▶ [Source extract]
########
Will the king of the market cap hill be decapitated? Apple Inc. is the most richly valued public company on Earth ($2.77 trillion). But its quarterly earnings report out Thursday at market close showed a revenue downturn and leaves it vulnerable to replacement by a surging Microsoft Corp. ($2.58 trillion).
After a general market advance fueled by the Federal Reserve’s indication it might be done with tightening, both stocks were higher Thursday, although Apple fell in after-hours trading upon the release of its report. But the Apple-Microsoft cap gap has narrowed to just $185 billion.
Both companies, founded in the 1970s, have enjoyed massive advances as the leaders of the Magnificent Seven, the cohort of Big Tech names that have dominated the market in recent years. Apple passed the $1 trillion mark in 2018, and Microsoft briefly overtook it in November 2021.
Microsoft currently boasts a momentum that Apple lacks: Bill Gates’ creation now has a large focus on two hot areas, cloud computing and artificial intelligence. Steve Jobs’s brainchild is largely hardware-oriented, with much of that concentrated in the iPhone.
########
▶ [Given entries]

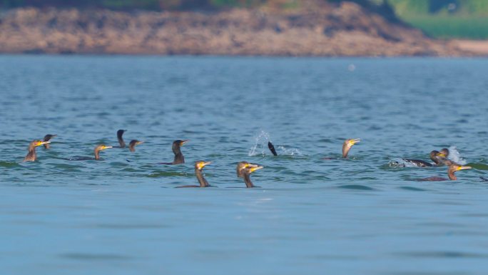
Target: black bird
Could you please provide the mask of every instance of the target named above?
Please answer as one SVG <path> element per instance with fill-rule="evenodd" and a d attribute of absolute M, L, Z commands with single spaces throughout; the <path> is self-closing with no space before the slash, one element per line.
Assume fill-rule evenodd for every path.
<path fill-rule="evenodd" d="M 49 141 L 51 140 L 51 139 L 54 138 L 54 136 L 58 136 L 57 134 L 48 134 L 46 136 L 44 136 L 44 139 L 43 139 L 43 141 Z M 47 144 L 44 144 L 44 148 L 46 148 L 46 149 L 49 149 L 49 148 L 51 148 L 51 146 L 49 146 L 49 144 L 47 143 Z"/>
<path fill-rule="evenodd" d="M 131 152 L 135 152 L 136 151 L 136 146 L 139 145 L 141 144 L 143 144 L 144 141 L 140 141 L 137 139 L 133 139 L 129 142 L 129 150 L 131 150 Z"/>
<path fill-rule="evenodd" d="M 344 144 L 342 144 L 342 157 L 344 159 L 347 157 L 347 154 L 349 154 L 349 150 L 352 148 L 352 146 L 358 142 L 360 142 L 361 140 L 360 139 L 346 139 L 345 141 L 344 141 Z"/>
<path fill-rule="evenodd" d="M 203 175 L 202 174 L 202 170 L 203 170 L 203 167 L 206 166 L 210 164 L 211 164 L 210 161 L 198 161 L 195 162 L 195 176 L 196 176 L 197 179 L 198 180 L 198 183 L 200 183 L 200 185 L 185 185 L 183 186 L 176 186 L 176 188 L 210 187 L 208 181 L 207 181 L 207 180 L 205 179 Z"/>
<path fill-rule="evenodd" d="M 171 146 L 171 149 L 173 150 L 173 153 L 175 154 L 175 159 L 173 160 L 173 162 L 160 162 L 160 164 L 184 164 L 185 163 L 185 157 L 183 156 L 183 154 L 181 153 L 181 147 L 185 144 L 186 142 L 188 142 L 188 139 L 185 140 L 176 140 L 173 141 L 173 146 Z"/>
<path fill-rule="evenodd" d="M 237 169 L 236 172 L 238 175 L 238 178 L 242 178 L 243 177 L 243 171 L 244 169 L 248 168 L 248 167 L 258 167 L 259 165 L 258 164 L 251 164 L 248 161 L 240 161 L 238 164 L 237 165 Z"/>
<path fill-rule="evenodd" d="M 247 188 L 253 188 L 253 187 L 259 187 L 256 186 L 254 184 L 253 184 L 253 182 L 250 181 L 250 174 L 253 171 L 260 169 L 263 168 L 261 166 L 248 166 L 246 168 L 244 168 L 242 170 L 242 174 L 243 174 L 243 178 L 244 178 L 244 183 L 245 183 L 245 187 Z"/>
<path fill-rule="evenodd" d="M 422 161 L 422 159 L 402 159 L 405 161 L 408 161 L 411 164 L 415 164 L 419 167 L 431 167 L 433 166 L 442 166 L 444 165 L 447 161 L 447 156 L 449 156 L 449 150 L 446 148 L 438 151 L 436 150 L 432 151 L 429 155 L 430 159 L 434 161 L 434 164 Z"/>
<path fill-rule="evenodd" d="M 452 180 L 455 181 L 457 179 L 454 173 L 459 170 L 470 169 L 471 166 L 463 166 L 461 164 L 458 164 L 454 161 L 447 160 L 445 161 L 445 164 L 447 166 L 447 176 L 449 179 L 442 178 L 439 176 L 432 176 L 427 179 L 417 179 L 417 181 L 447 181 Z"/>
<path fill-rule="evenodd" d="M 108 149 L 113 148 L 112 146 L 108 146 L 106 145 L 103 144 L 100 144 L 97 145 L 95 147 L 95 150 L 93 150 L 93 153 L 95 154 L 95 158 L 91 158 L 91 157 L 88 157 L 88 156 L 80 156 L 80 157 L 74 157 L 73 159 L 68 159 L 68 160 L 69 161 L 90 161 L 90 160 L 96 160 L 96 161 L 99 161 L 100 160 L 100 151 L 102 150 Z"/>
<path fill-rule="evenodd" d="M 120 144 L 120 146 L 116 146 L 115 148 L 126 148 L 126 142 L 123 141 L 123 139 L 122 138 L 123 133 L 126 131 L 127 131 L 127 130 L 120 129 L 117 131 L 117 140 L 118 140 L 118 144 Z"/>
<path fill-rule="evenodd" d="M 49 144 L 51 141 L 42 141 L 39 140 L 34 140 L 29 144 L 29 153 L 27 156 L 24 158 L 24 161 L 35 161 L 37 160 L 37 155 L 36 154 L 36 147 L 41 145 Z"/>

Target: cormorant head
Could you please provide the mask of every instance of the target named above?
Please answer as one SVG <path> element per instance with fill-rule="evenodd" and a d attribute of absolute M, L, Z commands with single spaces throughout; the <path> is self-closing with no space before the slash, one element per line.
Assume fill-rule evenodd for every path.
<path fill-rule="evenodd" d="M 455 172 L 459 170 L 470 169 L 472 168 L 471 166 L 463 166 L 461 164 L 458 164 L 449 160 L 445 161 L 444 164 L 449 166 L 449 169 L 447 169 L 447 175 L 450 179 L 457 179 L 456 176 L 454 174 Z"/>
<path fill-rule="evenodd" d="M 31 145 L 34 146 L 34 147 L 40 146 L 41 145 L 43 144 L 50 144 L 51 141 L 43 141 L 40 140 L 34 140 L 31 142 Z"/>
<path fill-rule="evenodd" d="M 182 146 L 183 144 L 185 144 L 185 143 L 187 143 L 188 141 L 188 139 L 185 139 L 185 140 L 180 140 L 180 139 L 178 139 L 178 140 L 176 140 L 176 141 L 173 141 L 173 146 L 172 146 L 172 147 L 173 147 L 173 150 L 174 151 L 175 149 L 178 149 L 178 148 L 180 148 L 180 147 Z"/>
<path fill-rule="evenodd" d="M 57 134 L 46 134 L 46 136 L 44 136 L 44 141 L 49 141 L 49 140 L 51 140 L 51 139 L 52 139 L 52 138 L 54 138 L 54 136 L 58 136 L 58 135 L 57 135 Z"/>
<path fill-rule="evenodd" d="M 430 154 L 429 154 L 429 156 L 430 156 L 430 159 L 432 159 L 432 161 L 434 161 L 434 162 L 436 162 L 436 163 L 437 163 L 437 161 L 437 161 L 437 156 L 440 156 L 439 155 L 439 154 L 440 154 L 440 153 L 439 153 L 439 151 L 437 151 L 437 150 L 432 150 L 432 151 L 430 151 Z"/>
<path fill-rule="evenodd" d="M 111 148 L 112 148 L 112 146 L 108 146 L 106 145 L 100 144 L 95 148 L 95 150 L 96 151 L 102 151 L 102 150 L 105 150 L 105 149 L 111 149 Z"/>
<path fill-rule="evenodd" d="M 248 166 L 248 167 L 245 168 L 245 169 L 243 170 L 243 172 L 244 174 L 248 174 L 248 174 L 250 174 L 251 173 L 253 173 L 253 171 L 256 171 L 256 170 L 259 170 L 259 169 L 262 169 L 262 168 L 264 168 L 264 166 L 260 166 L 260 165 L 255 165 L 255 166 Z"/>
<path fill-rule="evenodd" d="M 254 164 L 249 163 L 248 161 L 240 161 L 238 164 L 237 165 L 237 175 L 238 178 L 242 178 L 243 177 L 243 171 L 245 169 L 248 167 L 258 167 L 258 164 Z"/>
<path fill-rule="evenodd" d="M 195 161 L 195 169 L 202 171 L 202 169 L 203 169 L 203 167 L 206 166 L 207 165 L 208 165 L 211 163 L 212 163 L 211 161 Z"/>
<path fill-rule="evenodd" d="M 133 147 L 136 145 L 139 145 L 139 144 L 141 144 L 143 143 L 144 143 L 144 141 L 138 141 L 137 139 L 133 139 L 131 141 L 131 142 L 129 142 L 129 147 Z"/>
<path fill-rule="evenodd" d="M 447 148 L 443 148 L 440 152 L 439 152 L 438 156 L 443 158 L 447 158 L 447 156 L 449 156 L 449 149 Z"/>
<path fill-rule="evenodd" d="M 345 141 L 344 141 L 344 144 L 342 144 L 342 157 L 347 158 L 347 154 L 349 153 L 349 150 L 351 149 L 351 147 L 360 141 L 361 140 L 360 139 L 346 139 Z"/>
<path fill-rule="evenodd" d="M 361 139 L 346 139 L 345 141 L 344 141 L 344 145 L 351 148 L 352 147 L 352 145 L 360 142 Z"/>
<path fill-rule="evenodd" d="M 126 131 L 127 131 L 127 130 L 120 129 L 120 130 L 117 131 L 117 138 L 122 139 L 122 135 L 123 134 L 123 132 L 125 132 Z"/>

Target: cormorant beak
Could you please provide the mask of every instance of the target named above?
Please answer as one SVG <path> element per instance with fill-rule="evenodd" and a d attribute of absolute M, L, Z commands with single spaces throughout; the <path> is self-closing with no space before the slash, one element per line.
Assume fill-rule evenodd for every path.
<path fill-rule="evenodd" d="M 259 170 L 261 168 L 264 168 L 264 166 L 256 166 L 251 167 L 251 169 L 250 170 L 251 173 L 253 173 L 253 171 L 255 171 L 256 170 Z"/>
<path fill-rule="evenodd" d="M 198 166 L 198 169 L 201 170 L 202 169 L 203 169 L 203 167 L 206 166 L 207 165 L 208 165 L 211 163 L 212 163 L 212 161 L 200 162 L 200 163 L 198 163 L 198 164 L 197 164 L 197 166 Z"/>
<path fill-rule="evenodd" d="M 248 167 L 258 167 L 258 166 L 259 166 L 259 165 L 258 165 L 258 164 L 250 164 L 250 163 L 247 163 L 247 164 L 244 164 L 244 168 L 248 168 Z M 263 168 L 263 167 L 261 167 L 261 168 Z"/>

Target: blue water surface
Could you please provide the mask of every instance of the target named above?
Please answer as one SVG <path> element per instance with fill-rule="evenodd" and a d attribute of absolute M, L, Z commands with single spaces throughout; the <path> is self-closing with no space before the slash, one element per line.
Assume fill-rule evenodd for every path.
<path fill-rule="evenodd" d="M 0 56 L 1 274 L 485 274 L 486 59 Z M 131 153 L 116 132 L 145 143 Z M 29 143 L 56 134 L 38 161 Z M 340 156 L 345 139 L 360 138 Z M 171 143 L 189 139 L 186 163 Z M 280 154 L 267 149 L 272 141 Z M 473 166 L 395 167 L 450 147 Z M 331 158 L 332 159 L 324 159 Z M 196 184 L 193 164 L 210 161 Z M 264 169 L 248 189 L 240 161 Z"/>

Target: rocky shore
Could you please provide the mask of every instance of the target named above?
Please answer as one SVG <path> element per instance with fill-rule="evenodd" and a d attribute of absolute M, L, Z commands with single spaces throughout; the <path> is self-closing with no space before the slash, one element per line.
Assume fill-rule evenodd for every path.
<path fill-rule="evenodd" d="M 123 12 L 18 9 L 0 16 L 1 53 L 325 56 L 476 55 L 352 2 L 298 10 Z"/>

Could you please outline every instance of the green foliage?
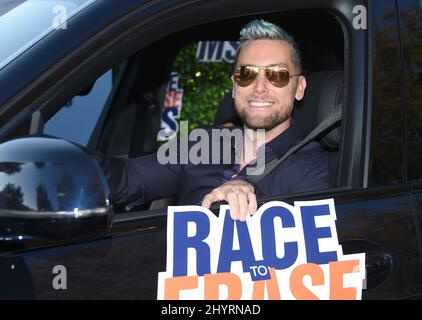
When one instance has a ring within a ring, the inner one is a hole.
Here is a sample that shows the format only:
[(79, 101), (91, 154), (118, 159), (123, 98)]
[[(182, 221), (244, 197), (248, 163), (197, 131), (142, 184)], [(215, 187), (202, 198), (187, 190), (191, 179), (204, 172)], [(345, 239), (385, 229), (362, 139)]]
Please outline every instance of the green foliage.
[(214, 116), (224, 95), (232, 89), (232, 64), (227, 62), (200, 62), (196, 57), (198, 44), (180, 51), (173, 71), (183, 89), (183, 107), (179, 121), (189, 121), (189, 131), (214, 123)]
########
▶ [Short exercise] Can you print everything in the Apple and Microsoft market-value article from "After a general" down to "in the iPhone."? You won't need the lines above for this.

▶ [Response below]
After a general market advance fueled by the Federal Reserve’s indication it might be done with tightening, both stocks were higher Thursday, although Apple fell in after-hours trading upon the release of its report. But the Apple-Microsoft cap gap has narrowed to just $185 billion.
Both companies, founded in the 1970s, have enjoyed massive advances as the leaders of the Magnificent Seven, the cohort of Big Tech names that have dominated the market in recent years. Apple passed the $1 trillion mark in 2018, and Microsoft briefly overtook it in November 2021.
Microsoft currently boasts a momentum that Apple lacks: Bill Gates’ creation now has a large focus on two hot areas, cloud computing and artificial intelligence. Steve Jobs’s brainchild is largely hardware-oriented, with much of that concentrated in the iPhone.